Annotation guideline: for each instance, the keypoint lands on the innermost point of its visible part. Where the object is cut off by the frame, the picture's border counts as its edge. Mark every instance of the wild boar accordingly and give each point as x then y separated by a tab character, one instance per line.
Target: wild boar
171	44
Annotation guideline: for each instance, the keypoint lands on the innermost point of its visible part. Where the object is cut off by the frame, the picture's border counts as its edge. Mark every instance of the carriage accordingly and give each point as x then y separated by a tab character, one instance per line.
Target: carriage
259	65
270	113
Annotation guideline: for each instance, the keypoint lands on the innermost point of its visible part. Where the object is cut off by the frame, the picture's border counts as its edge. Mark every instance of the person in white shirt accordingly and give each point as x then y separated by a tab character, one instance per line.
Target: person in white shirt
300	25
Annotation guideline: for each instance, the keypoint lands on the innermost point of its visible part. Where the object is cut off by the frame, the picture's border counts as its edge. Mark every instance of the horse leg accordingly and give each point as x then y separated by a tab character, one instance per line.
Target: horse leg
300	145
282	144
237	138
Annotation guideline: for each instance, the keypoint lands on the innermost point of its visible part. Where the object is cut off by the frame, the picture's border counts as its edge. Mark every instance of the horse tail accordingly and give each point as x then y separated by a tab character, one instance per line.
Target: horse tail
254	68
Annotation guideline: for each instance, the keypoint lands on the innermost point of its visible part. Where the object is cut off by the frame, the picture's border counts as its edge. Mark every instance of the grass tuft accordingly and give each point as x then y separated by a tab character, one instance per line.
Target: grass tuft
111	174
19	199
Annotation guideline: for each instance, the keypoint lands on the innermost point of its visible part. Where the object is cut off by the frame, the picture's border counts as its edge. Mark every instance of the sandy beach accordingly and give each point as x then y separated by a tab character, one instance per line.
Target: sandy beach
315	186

Task brief: Transcribe every record exactly.

Reply to the task:
Annotation guideline: for each instance, the keypoint lands on the innermost point of its visible part. Where the object is cut off by the frame, the picture's border counts as its edge. Mark every instance of the wild boar accordingly and give each point as x then y separated by a tab character, one instance per line.
Target: wild boar
171	44
Annotation guideline: for each instance, the keypoint lands on the innermost point of its visible part. Where the object is cut off by the frame, the picture's border counts as its edge. Mark every instance of the carriage accordingly and give each point as x then y separated by a tab character, one instance per line.
Target: carriage
259	65
270	113
Annotation guideline: for each instance, the keypoint lands on the innermost point of its visible part. Where the object is cut off by the frame, the picture's border counts as its edge. Mark every instance of the person in white shirt accordingly and give each point as x then y separated by a tab character, one instance per line.
Target: person in white shirt
300	25
Annotation guideline: for each instance, the keypoint lands on the innermost point of its visible part. Where the object is cut off by the frame, the picture's border counts as its edge. Mark every instance of the horse leg accordingly and give each point as x then y separated by a tab character, one instance per line.
Target: horse leg
300	145
282	144
237	138
Annotation guideline: for each instance, the keypoint lands on the innermost point of its visible part. Where the object is cut off by the frame, the picture's border counts as its edge. Mark every instance of the horse tail accordingly and give each point as x then y separated by a tab character, one instance per line.
Target: horse tail
254	68
Annotation guideline: for each instance, the keypoint lands on the innermost point of its visible part. Where the object is cut off by the frame, the picture's border counts as its edge. Mark every instance of the grass tuft accordingly and give each point as x then y separated by a tab character, one instance per line.
Target: grass tuft
111	174
19	199
Annotation guideline: for each instance, the keypoint lands on the innermost point of its visible part. Where the object is cut off by the frame, the picture's border counts as its edge. Mark every instance of the sandy beach accordingly and give each point as x then y separated by a tab character, one instance per line.
Target: sandy beach
315	186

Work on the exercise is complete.